◆ Aim of the task ◆
Which lines in the data below contain the word "ceiling"? Copy each of them.

◆ Dataset records ◆
____

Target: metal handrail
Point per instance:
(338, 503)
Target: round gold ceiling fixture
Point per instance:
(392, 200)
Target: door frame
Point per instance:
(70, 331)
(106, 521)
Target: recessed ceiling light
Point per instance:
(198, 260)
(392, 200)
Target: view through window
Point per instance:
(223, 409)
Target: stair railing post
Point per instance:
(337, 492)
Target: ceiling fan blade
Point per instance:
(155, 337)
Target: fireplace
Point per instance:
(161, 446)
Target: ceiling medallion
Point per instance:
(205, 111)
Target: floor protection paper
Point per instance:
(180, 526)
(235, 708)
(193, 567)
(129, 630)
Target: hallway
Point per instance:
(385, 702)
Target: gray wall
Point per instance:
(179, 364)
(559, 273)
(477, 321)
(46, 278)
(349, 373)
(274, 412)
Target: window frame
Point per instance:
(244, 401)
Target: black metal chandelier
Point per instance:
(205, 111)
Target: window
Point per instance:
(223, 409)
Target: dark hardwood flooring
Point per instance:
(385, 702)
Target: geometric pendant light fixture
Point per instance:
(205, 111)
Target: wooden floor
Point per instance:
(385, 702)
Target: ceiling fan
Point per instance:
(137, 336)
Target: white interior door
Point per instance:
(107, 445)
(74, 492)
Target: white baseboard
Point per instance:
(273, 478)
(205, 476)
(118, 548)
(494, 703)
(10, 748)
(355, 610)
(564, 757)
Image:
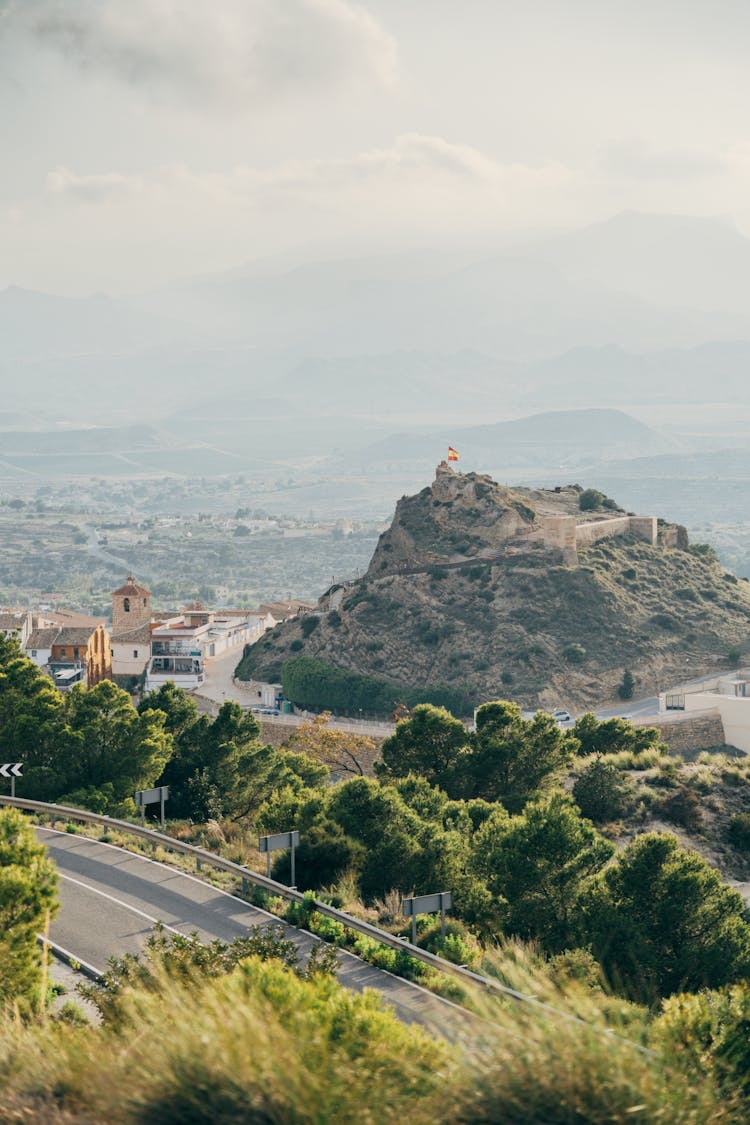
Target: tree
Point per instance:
(32, 716)
(428, 744)
(602, 793)
(28, 885)
(661, 920)
(512, 759)
(341, 752)
(108, 749)
(539, 864)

____

◆ Answer box ◆
Target: round gold ceiling fixture
Target: recessed ceiling light
Target: ceiling fan blade
Target: ceiling medallion
Target: ceiling fan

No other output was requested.